◆ **Problem set**:
A – Please answer these about the ziggurat algorithm text, one line each:
(i) What value is passed as n when calculate_table is called?
(ii) With what probability is a layer selected in the rejection algorithm?
(iii) What title is given to the plot?
B – Write the next part of the ziggurat algorithm text, picking up after its last sentence.
** BEGIN Selected text **
Now we can calculate the x values for each subsequent layer, as well as an \(x\_0\) value which we will use to test values in the base layer.

def calculate_table(x, n):
    y = gauss(x)
    areas = []
    xs = []
    ys = []
    area = unnormalised_erfc(x) + x * y
    xs.append(area/y) # this is the test value for the base layer
    for i in range(n):
        areas.append(area)
        y_new = y + area / x
        x_new = inverse_gauss(y_new)
        xs.append(x)
        ys.append(y)
        area = x * (y_new - y)
        y = y_new
        x = x_new
    xs.append(0)
    return areas, ys, xs
areas, ys, xs = calculate_table(x_1, 5)
/home/tms/anaconda3/lib/python3.7/site-packages/ipykernel_launcher.py:8: RuntimeWarning: invalid value encountered in sqrt
def plot_ziggurat(x, yl, yu):
    ax.plot([0, x, x, 0, 0],[yl, yl, yu, yu, yl], color='r')
    
x = np.linspace(0,3,60)
y = gauss(x)
xs_ = xs[1:-1]
fig, ax = plt.subplots(figsize=(5,5))
ax.plot(x, y, linewidth=5)
ax.set_xlim(0,3)
ax.set_ylim(0,1.01)

plot_ziggurat(xs_[-1], ys[-1],1)
ax.plot([xs_[0], xs_[0]],[0, ys[0]], "--",  color='r')
for i in range(1, len(xs_)):
    ax.plot([xs_[i], xs_[i]],[ys[i], ys[i - 1]], "--",  color='r')
    plot_ziggurat(xs[i], ys[i -1],ys[i])

plt.title('Initialised Ziggurat')
plt.show()

png

The rejection algorithm is as follows:

Select a layer at random, with probability \(\frac{1}{n}\). The rightmost boundary of this layer is \(x\_i\).

Draw two random numbers \(0 < u\_1, u\_2 < 1\)

Let \(z = u\_0 x\_i\):

If \(z \leq x\_{i + 1}\): x is clearly within the distribution, so return z

Else if \(u\_1(f(x\_{i + 1} - f(x\_i)) \geq f(z) - f(x\_i)\), return \(z\), otherwise restart the algorithm.

In the top layer, we will always test \(u\_1(f(x\_{i + 1} - f(x\_i)) \geq f(z) - f(x\_i)\), since \(x_{i + 1} = 0\)
** END Selected text **
** BEGIN Recorded information **
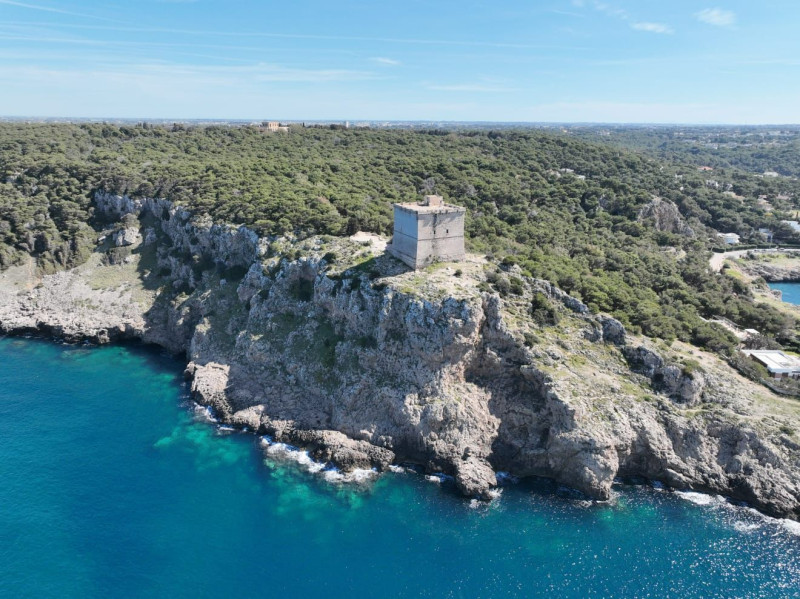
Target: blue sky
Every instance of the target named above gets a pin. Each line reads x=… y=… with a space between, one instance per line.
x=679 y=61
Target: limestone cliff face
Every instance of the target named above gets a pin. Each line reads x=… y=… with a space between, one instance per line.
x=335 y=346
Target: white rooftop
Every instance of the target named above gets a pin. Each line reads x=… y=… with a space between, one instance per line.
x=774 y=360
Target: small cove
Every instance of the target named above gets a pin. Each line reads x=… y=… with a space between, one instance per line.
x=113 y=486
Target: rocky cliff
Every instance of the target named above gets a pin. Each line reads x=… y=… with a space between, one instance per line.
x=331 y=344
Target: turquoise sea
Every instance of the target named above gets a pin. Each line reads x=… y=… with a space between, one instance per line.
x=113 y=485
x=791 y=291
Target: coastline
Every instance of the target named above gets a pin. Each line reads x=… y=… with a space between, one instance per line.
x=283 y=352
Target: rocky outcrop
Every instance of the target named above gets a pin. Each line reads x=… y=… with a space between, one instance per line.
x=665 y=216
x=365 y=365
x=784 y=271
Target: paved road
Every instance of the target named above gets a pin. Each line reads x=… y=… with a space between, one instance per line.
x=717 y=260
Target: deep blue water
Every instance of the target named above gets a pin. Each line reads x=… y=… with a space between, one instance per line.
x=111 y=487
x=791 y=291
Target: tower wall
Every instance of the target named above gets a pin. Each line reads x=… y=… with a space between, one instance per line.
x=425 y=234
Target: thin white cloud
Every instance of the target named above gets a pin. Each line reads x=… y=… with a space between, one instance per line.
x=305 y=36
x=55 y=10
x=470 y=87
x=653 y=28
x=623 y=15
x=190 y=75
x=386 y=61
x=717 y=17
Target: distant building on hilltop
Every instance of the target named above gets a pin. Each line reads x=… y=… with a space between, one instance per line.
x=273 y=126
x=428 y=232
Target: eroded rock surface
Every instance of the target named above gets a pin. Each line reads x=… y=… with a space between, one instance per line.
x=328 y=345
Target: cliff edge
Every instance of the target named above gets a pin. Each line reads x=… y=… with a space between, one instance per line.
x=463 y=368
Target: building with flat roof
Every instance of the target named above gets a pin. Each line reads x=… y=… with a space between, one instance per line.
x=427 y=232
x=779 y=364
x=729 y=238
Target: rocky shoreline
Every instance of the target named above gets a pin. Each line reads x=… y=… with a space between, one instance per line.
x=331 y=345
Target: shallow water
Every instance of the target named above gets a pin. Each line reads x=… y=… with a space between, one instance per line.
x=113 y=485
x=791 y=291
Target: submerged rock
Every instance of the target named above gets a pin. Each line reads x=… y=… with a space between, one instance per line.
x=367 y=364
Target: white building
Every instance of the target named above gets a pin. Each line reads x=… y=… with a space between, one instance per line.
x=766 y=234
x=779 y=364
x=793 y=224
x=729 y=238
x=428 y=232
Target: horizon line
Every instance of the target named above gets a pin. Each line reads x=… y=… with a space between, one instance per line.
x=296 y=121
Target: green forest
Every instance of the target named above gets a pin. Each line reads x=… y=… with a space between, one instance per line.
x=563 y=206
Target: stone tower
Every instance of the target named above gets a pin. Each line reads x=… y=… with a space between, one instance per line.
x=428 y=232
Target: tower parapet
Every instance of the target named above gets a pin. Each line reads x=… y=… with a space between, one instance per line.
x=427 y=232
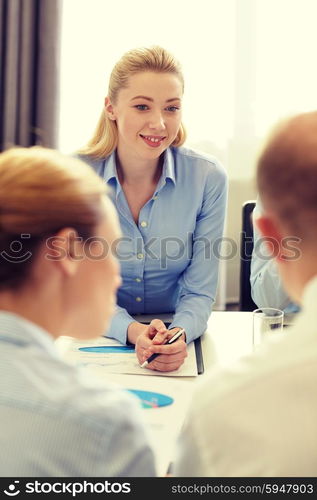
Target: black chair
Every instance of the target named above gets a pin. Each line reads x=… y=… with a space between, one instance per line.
** END Recorded information **
** BEGIN Recorded information **
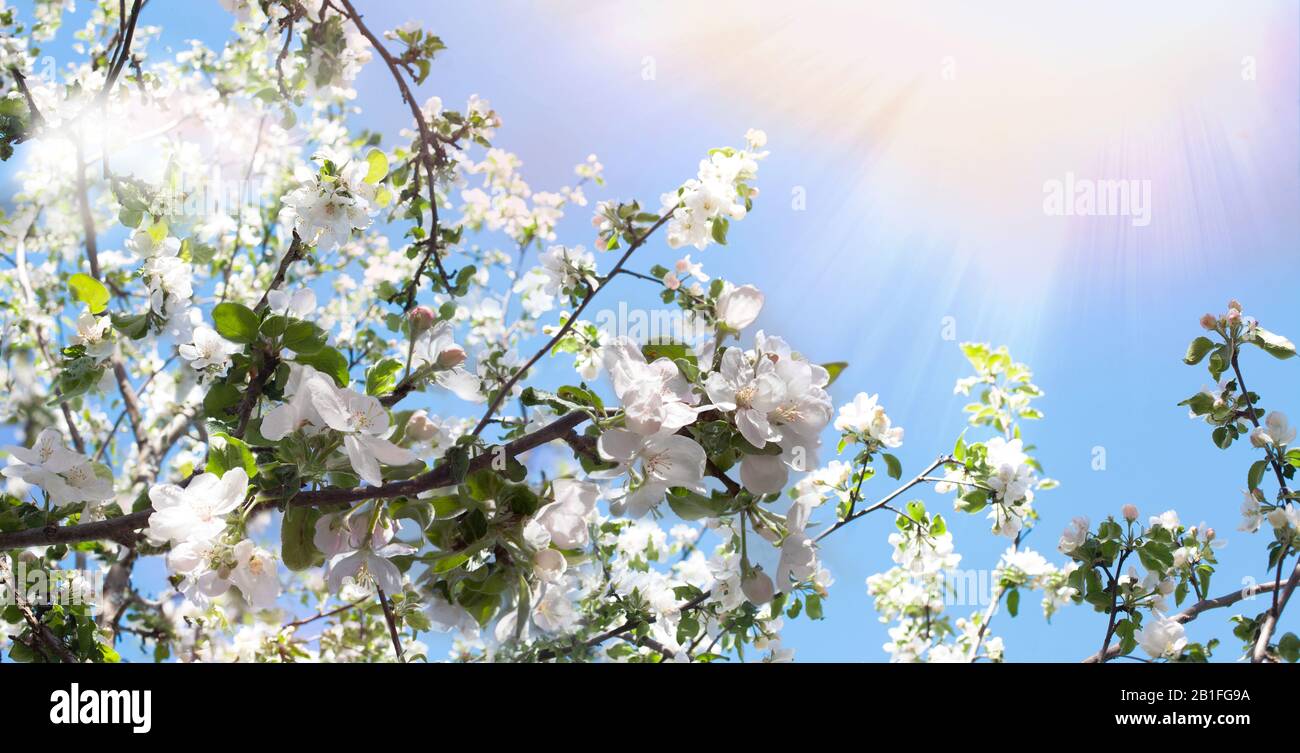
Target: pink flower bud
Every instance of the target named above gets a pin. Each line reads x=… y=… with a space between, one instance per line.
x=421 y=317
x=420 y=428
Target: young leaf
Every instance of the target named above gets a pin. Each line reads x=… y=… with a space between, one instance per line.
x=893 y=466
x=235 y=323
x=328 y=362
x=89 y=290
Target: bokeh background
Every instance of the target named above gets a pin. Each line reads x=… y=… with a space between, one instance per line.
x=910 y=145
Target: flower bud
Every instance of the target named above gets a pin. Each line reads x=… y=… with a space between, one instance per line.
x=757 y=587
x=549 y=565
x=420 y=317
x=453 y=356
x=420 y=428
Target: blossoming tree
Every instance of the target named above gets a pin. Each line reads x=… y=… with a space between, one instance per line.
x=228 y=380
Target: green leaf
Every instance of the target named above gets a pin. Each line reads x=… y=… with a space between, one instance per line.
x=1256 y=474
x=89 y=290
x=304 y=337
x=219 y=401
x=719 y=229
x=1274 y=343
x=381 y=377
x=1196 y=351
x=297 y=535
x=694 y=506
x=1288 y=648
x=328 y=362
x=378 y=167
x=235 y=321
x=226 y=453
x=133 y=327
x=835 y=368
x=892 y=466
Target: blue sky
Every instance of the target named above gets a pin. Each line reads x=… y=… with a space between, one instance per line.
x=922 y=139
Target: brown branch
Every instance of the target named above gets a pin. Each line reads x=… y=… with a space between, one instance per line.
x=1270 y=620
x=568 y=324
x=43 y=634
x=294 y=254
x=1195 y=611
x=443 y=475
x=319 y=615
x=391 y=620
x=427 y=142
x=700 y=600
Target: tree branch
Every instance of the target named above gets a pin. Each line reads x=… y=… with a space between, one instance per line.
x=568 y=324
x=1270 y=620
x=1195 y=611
** END Recorded information **
◆ **Expected results**:
A –
(i) 5
(ii) 1/n
(iii) Initialised Ziggurat

B –
In the base layer, we instead test \(\frac{uV}{f(x_1)} \geq z\), where V is the area of the base layer, and otherwise use the marsaglia tail method to generate a sample.

def marsaglia_tail(s):
    u = np.random.random()
    x = np.sqrt(s ** 2 - 2 * np.log(u))
    while u >= x:
        u = np.random.random()
        x = np.sqrt(s ** 2 - 2 * np.log(u))
    return x


def ziggurat_sample(table):
    # draw a random uniform
    gauss_table = [gauss(x) for x in table]
    i = np.random.randint(0, len(table) - 1)
    u0, u1 = np.random.random(2)
    z = u0 * table[i]
    
    if z < table[i + 1]:
        return z, i, 'box'
    
    elif i >= 1:
        lhs = u1 * (gauss_table[i + 1] - gauss_table[i])
        rhs = gauss(z) - gauss_table[i]
        if lhs < rhs:
            return z, i, 'tail'
        else:
            return ziggurat_sample(table)
    else:
        tail = marsaglia_tail(table[1])
        return tail, i, 'tail'
            
        
samples = []
boundaries = []
classes =[]
for i in range(100000):
    sample, i, cls = ziggurat_sample(xs)
    samples.append(sample)
samples = np.array(samples)
plt.hist(samples, bins=100)
plt.title('Normally distributed sample (X > 0) using the ziggurat algorithm')
plt.show()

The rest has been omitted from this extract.